Given request: Rewrite the records below, from the line with "Warehouse picking: mark the red coleus" through the end of the records, with each line included and each coordinate in the answers adjusted by -24.

Dataset rows showing where objects appear:
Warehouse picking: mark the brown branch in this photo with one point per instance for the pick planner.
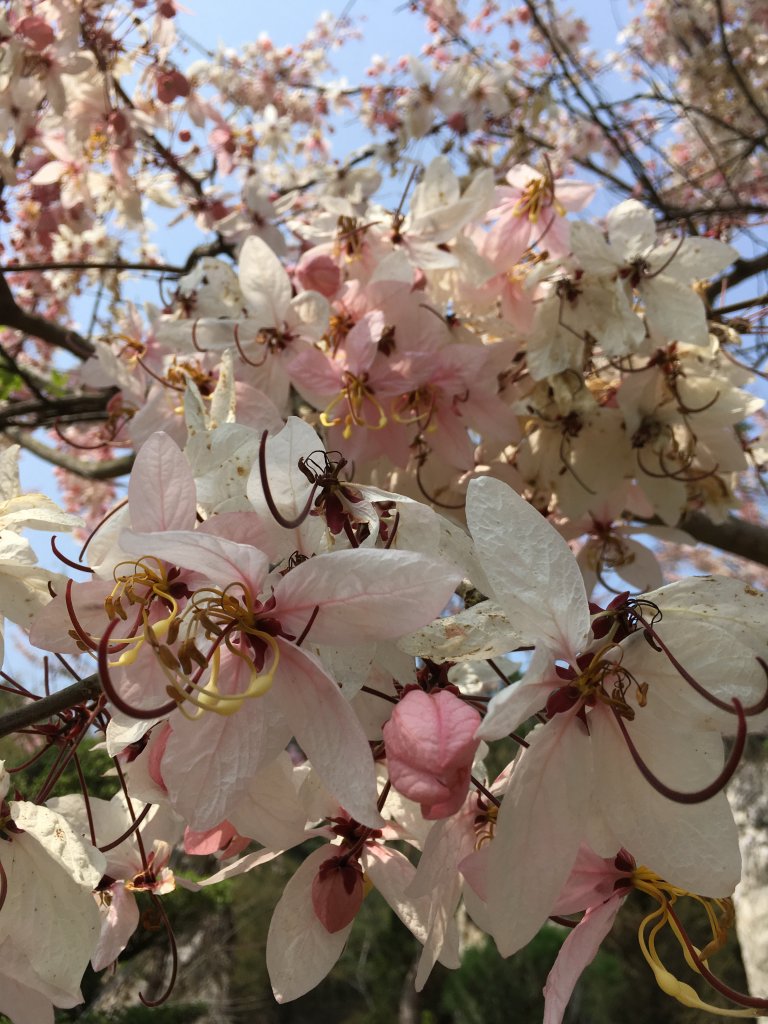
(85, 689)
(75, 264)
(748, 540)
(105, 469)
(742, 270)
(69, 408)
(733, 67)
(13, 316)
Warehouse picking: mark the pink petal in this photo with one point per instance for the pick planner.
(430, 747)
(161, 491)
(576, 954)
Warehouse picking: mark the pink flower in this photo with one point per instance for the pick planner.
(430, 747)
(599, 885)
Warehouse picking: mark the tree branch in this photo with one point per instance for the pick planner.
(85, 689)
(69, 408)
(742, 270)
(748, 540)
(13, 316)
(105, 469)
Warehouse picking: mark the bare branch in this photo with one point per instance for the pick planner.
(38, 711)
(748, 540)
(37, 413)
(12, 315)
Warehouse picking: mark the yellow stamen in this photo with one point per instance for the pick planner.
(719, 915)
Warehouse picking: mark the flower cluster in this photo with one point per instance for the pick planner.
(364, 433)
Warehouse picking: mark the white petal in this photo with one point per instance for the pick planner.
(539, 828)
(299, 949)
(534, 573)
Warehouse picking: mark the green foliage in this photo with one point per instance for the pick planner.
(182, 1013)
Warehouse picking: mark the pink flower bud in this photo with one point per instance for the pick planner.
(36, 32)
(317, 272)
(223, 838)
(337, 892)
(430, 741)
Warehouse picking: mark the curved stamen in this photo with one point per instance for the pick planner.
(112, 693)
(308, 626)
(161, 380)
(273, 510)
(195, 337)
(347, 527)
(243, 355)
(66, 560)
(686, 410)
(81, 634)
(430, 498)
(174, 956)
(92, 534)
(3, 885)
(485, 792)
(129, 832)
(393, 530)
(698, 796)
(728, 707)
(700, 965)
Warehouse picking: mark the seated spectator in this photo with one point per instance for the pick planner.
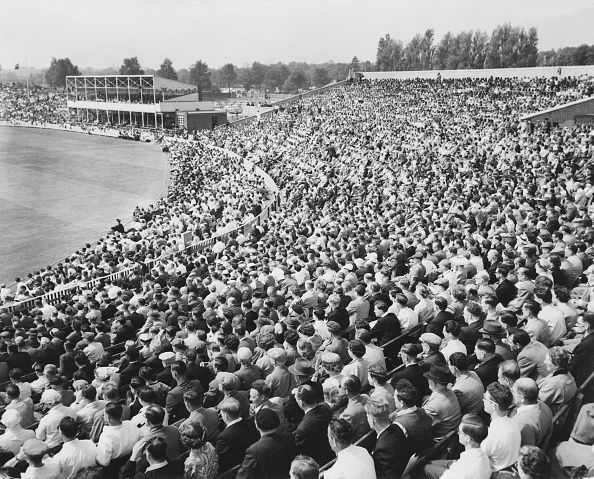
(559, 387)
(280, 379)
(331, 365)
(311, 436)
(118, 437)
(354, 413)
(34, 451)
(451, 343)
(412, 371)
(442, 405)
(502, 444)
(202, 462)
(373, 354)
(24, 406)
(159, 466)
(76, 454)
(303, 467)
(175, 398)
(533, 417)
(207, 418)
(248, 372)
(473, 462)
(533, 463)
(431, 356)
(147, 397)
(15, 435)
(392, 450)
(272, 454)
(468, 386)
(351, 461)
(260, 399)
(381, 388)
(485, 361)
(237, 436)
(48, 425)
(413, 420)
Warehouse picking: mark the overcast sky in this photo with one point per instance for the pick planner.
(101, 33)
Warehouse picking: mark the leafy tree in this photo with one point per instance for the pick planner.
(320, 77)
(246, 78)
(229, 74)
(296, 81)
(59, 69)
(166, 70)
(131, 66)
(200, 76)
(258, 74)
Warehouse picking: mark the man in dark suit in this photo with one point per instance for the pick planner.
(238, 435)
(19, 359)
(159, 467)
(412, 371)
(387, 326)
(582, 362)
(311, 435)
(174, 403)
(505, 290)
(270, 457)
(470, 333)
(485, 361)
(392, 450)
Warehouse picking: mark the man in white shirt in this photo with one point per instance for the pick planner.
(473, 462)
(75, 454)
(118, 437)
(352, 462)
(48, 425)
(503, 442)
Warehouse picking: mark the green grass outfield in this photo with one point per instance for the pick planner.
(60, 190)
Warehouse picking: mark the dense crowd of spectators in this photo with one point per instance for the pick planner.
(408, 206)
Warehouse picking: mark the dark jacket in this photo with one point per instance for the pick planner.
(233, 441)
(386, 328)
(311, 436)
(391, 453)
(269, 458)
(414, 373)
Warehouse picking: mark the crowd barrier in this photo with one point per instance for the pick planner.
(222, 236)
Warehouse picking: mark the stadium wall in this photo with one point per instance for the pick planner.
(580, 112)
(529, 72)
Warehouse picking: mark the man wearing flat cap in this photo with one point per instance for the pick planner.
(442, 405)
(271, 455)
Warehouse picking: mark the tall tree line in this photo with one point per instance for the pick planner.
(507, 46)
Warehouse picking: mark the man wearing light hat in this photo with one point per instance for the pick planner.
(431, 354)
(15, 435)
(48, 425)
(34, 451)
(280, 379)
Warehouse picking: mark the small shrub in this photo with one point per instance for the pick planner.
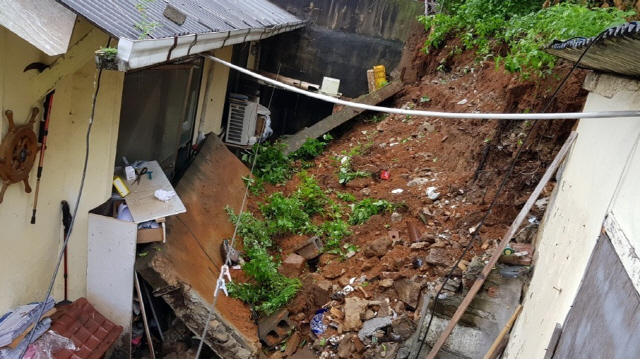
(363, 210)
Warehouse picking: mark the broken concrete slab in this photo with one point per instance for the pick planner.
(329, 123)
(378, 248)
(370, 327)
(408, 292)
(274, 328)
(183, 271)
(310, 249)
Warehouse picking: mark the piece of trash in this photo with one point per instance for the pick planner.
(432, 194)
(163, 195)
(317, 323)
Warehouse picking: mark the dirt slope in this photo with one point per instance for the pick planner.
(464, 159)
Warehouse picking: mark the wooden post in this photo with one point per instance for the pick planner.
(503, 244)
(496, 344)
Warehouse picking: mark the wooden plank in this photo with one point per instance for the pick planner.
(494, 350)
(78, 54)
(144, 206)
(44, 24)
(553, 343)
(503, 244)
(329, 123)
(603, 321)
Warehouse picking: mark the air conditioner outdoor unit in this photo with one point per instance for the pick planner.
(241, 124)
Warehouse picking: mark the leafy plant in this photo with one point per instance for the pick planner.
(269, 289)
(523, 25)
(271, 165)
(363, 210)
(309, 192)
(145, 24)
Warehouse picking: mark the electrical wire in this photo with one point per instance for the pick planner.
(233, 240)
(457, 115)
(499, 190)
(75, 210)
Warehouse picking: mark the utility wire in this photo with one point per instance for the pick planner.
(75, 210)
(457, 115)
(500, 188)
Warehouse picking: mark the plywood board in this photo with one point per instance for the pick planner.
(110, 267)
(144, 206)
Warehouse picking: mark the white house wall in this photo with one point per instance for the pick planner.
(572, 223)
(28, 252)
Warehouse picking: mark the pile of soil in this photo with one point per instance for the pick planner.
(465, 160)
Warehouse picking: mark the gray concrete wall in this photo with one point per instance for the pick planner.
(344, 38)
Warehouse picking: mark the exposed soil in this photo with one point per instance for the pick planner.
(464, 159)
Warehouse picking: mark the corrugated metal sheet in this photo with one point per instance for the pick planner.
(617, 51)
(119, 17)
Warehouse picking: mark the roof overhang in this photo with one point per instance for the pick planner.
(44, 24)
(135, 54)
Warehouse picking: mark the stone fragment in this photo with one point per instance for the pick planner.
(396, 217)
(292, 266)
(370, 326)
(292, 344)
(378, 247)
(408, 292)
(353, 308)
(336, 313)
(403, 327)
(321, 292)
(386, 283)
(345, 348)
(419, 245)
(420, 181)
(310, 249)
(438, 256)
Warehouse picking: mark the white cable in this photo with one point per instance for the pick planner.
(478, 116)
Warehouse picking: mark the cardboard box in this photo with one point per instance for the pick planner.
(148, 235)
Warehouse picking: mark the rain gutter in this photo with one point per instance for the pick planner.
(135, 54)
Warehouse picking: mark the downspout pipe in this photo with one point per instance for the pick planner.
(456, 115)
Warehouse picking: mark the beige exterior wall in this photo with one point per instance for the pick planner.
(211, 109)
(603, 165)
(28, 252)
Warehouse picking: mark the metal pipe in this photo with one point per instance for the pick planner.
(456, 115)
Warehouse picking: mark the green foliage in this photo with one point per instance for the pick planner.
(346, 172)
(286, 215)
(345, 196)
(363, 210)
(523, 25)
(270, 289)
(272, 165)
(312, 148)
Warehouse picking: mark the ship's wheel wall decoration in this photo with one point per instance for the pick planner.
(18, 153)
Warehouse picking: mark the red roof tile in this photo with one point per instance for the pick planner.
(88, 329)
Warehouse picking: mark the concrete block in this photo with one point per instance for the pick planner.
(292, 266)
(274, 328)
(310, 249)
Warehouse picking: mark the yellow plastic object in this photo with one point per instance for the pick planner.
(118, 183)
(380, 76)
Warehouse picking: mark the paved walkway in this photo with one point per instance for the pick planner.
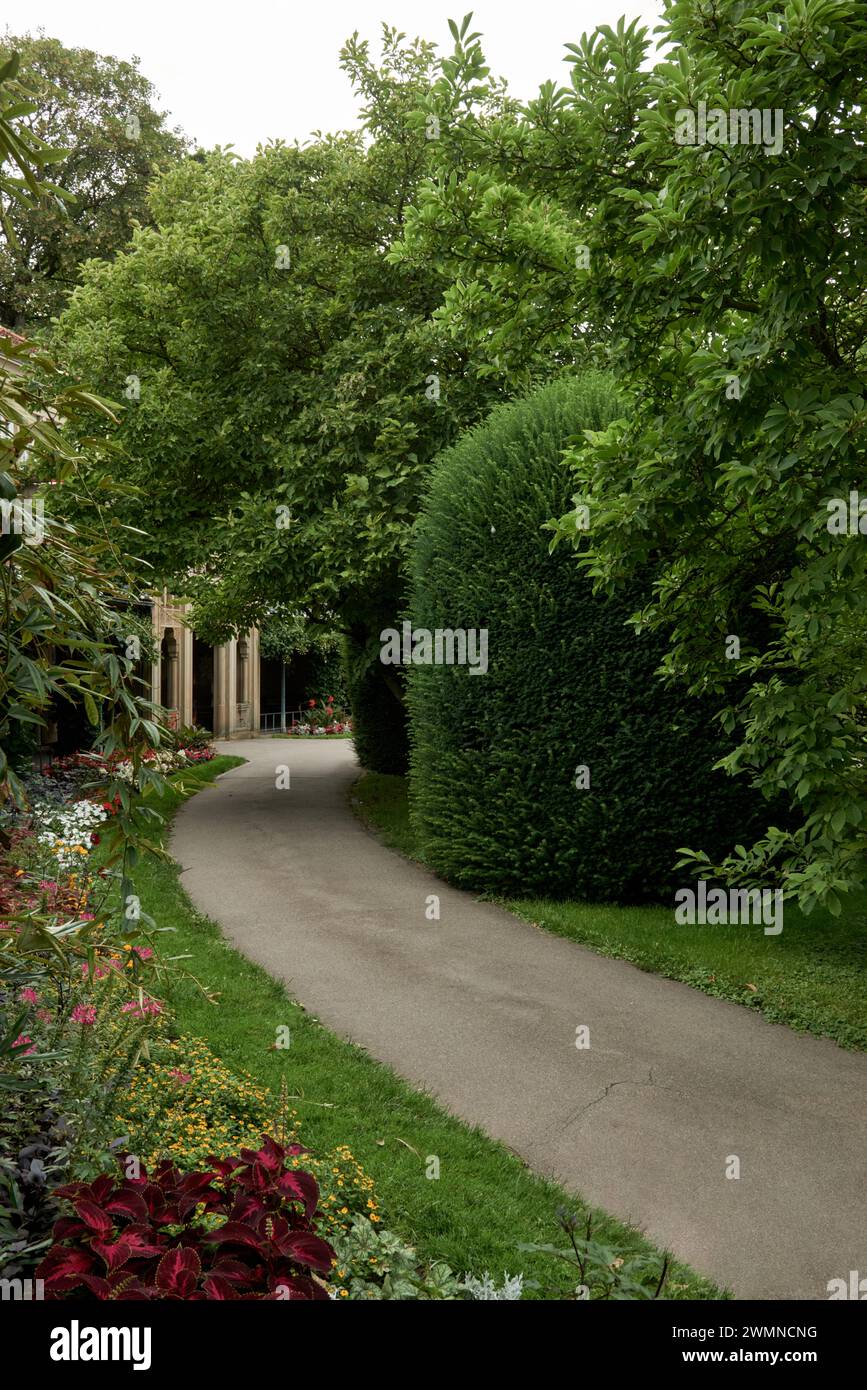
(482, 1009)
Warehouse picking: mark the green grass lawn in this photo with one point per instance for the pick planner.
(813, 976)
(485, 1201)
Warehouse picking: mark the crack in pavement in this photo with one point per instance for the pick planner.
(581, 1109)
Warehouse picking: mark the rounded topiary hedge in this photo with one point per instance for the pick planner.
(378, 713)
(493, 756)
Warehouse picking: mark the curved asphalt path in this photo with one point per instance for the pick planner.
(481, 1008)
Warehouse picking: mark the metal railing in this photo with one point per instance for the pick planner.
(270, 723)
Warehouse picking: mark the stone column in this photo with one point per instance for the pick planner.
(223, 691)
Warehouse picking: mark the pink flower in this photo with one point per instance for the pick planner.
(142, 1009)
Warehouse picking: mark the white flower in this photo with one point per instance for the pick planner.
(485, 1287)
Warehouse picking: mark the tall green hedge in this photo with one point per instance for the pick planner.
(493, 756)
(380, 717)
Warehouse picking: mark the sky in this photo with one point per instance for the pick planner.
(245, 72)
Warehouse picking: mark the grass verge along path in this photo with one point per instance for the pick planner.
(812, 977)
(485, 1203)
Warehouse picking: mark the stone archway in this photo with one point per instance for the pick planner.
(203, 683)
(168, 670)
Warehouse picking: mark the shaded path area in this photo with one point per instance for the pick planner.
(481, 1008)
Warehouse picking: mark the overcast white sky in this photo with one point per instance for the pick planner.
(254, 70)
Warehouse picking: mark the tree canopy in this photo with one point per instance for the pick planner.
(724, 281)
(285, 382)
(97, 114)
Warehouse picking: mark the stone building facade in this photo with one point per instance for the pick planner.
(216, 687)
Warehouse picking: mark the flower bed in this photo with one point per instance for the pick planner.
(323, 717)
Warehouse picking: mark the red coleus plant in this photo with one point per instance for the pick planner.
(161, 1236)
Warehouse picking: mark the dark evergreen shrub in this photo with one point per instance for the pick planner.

The solution:
Warehouse picking: mark the red coleus plant in this photo with one point per instance for the pick planner.
(137, 1212)
Warehouse picking: mark the dark evergreen shrub in this photo with one point per instance for the pick planner.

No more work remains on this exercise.